**THE PROBLEM**
Select every line in the entries below that contains the string "detection", and copy each one out in full.

**RECORDED DATA**
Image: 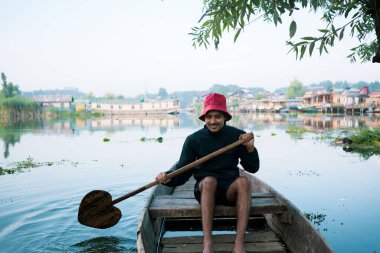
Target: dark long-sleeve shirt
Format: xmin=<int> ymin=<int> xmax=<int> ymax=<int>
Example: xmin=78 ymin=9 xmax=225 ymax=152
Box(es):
xmin=165 ymin=125 xmax=260 ymax=187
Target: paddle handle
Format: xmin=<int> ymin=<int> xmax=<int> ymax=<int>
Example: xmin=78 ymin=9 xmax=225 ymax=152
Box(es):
xmin=112 ymin=133 xmax=253 ymax=205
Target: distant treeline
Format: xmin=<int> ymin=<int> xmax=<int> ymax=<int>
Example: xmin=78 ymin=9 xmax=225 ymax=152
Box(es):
xmin=309 ymin=81 xmax=380 ymax=92
xmin=22 ymin=88 xmax=85 ymax=98
xmin=22 ymin=81 xmax=380 ymax=108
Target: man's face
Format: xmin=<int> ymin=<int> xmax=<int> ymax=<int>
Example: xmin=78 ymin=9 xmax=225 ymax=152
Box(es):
xmin=205 ymin=111 xmax=226 ymax=133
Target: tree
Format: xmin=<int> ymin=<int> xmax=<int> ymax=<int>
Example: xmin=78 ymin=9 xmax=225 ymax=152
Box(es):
xmin=190 ymin=0 xmax=380 ymax=63
xmin=286 ymin=79 xmax=305 ymax=99
xmin=158 ymin=88 xmax=168 ymax=98
xmin=1 ymin=73 xmax=21 ymax=98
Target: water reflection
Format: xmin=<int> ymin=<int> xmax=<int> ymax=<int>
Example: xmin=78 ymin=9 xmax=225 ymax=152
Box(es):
xmin=0 ymin=113 xmax=380 ymax=158
xmin=70 ymin=236 xmax=136 ymax=253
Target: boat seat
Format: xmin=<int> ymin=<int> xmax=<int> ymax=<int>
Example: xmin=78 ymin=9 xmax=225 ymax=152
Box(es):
xmin=149 ymin=185 xmax=286 ymax=218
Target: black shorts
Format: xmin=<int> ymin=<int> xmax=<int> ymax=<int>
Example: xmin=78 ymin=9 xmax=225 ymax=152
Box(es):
xmin=194 ymin=178 xmax=236 ymax=206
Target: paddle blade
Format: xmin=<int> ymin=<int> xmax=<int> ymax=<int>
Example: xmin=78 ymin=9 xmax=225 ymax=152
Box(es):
xmin=78 ymin=190 xmax=121 ymax=229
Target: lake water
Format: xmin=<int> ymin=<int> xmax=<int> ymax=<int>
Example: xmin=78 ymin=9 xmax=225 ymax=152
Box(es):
xmin=0 ymin=114 xmax=380 ymax=253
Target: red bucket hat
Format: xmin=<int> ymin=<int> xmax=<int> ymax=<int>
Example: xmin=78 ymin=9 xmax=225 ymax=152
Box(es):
xmin=199 ymin=93 xmax=232 ymax=121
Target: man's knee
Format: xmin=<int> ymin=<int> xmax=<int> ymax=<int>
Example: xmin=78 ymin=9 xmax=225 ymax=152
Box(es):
xmin=236 ymin=176 xmax=251 ymax=191
xmin=201 ymin=177 xmax=218 ymax=189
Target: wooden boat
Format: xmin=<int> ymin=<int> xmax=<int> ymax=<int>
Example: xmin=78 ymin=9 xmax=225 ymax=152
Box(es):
xmin=137 ymin=170 xmax=333 ymax=253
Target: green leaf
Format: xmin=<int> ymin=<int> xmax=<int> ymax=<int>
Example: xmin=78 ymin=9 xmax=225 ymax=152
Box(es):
xmin=301 ymin=37 xmax=315 ymax=40
xmin=318 ymin=29 xmax=329 ymax=33
xmin=234 ymin=28 xmax=241 ymax=42
xmin=289 ymin=20 xmax=297 ymax=38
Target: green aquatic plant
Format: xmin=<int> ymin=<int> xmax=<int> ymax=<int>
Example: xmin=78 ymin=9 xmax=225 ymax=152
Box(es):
xmin=304 ymin=212 xmax=326 ymax=226
xmin=0 ymin=156 xmax=47 ymax=175
xmin=333 ymin=128 xmax=380 ymax=159
xmin=0 ymin=156 xmax=79 ymax=175
xmin=140 ymin=136 xmax=164 ymax=143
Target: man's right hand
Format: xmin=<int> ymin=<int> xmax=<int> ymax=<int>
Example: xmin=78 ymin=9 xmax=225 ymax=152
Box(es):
xmin=156 ymin=172 xmax=172 ymax=184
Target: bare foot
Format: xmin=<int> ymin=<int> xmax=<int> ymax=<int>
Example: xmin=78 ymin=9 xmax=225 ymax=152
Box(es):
xmin=232 ymin=241 xmax=245 ymax=253
xmin=203 ymin=241 xmax=214 ymax=253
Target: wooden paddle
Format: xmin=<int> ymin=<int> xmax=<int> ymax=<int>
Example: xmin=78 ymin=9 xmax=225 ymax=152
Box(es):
xmin=78 ymin=133 xmax=253 ymax=229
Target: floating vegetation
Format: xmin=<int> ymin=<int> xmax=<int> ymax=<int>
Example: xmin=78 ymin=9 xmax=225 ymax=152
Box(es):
xmin=304 ymin=212 xmax=326 ymax=226
xmin=332 ymin=128 xmax=380 ymax=159
xmin=288 ymin=170 xmax=321 ymax=177
xmin=0 ymin=156 xmax=79 ymax=176
xmin=286 ymin=128 xmax=319 ymax=134
xmin=140 ymin=136 xmax=164 ymax=143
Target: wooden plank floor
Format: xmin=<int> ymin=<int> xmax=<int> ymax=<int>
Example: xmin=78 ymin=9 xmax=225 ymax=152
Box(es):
xmin=149 ymin=180 xmax=286 ymax=218
xmin=154 ymin=179 xmax=287 ymax=253
xmin=161 ymin=231 xmax=287 ymax=253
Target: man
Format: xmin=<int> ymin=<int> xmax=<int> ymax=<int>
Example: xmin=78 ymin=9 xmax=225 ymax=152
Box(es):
xmin=156 ymin=93 xmax=260 ymax=253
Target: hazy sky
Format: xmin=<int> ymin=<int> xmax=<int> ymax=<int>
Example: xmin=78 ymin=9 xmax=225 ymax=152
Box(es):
xmin=0 ymin=0 xmax=380 ymax=96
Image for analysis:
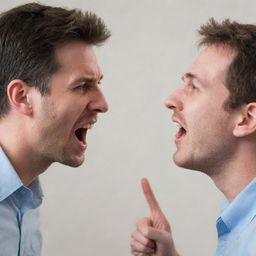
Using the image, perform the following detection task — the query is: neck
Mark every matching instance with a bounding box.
[0,117,51,186]
[1,143,50,186]
[211,142,256,202]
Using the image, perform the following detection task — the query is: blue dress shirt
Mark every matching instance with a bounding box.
[0,148,43,256]
[216,179,256,256]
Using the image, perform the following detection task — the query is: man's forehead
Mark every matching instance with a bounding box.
[185,45,237,79]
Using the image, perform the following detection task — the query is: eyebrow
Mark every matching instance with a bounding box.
[181,72,200,81]
[72,75,103,84]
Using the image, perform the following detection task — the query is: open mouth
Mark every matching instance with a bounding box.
[175,123,187,140]
[75,124,92,145]
[75,128,87,144]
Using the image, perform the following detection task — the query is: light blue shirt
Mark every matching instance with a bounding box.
[0,148,43,256]
[216,179,256,256]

**ANSWER TO THE PROBLEM**
Using the image, perform the following detection task — the query is: neck
Using the image, perform the following detection task — the query is: blue dress shirt
Using the image, perform the following detection task — the query is: man's forehead
Using the image, perform the following detection task — the query is: eyebrow
Using the image, perform the following detection task — the query is: open mouth
Using the image, perform the following detection task — the query is: light blue shirt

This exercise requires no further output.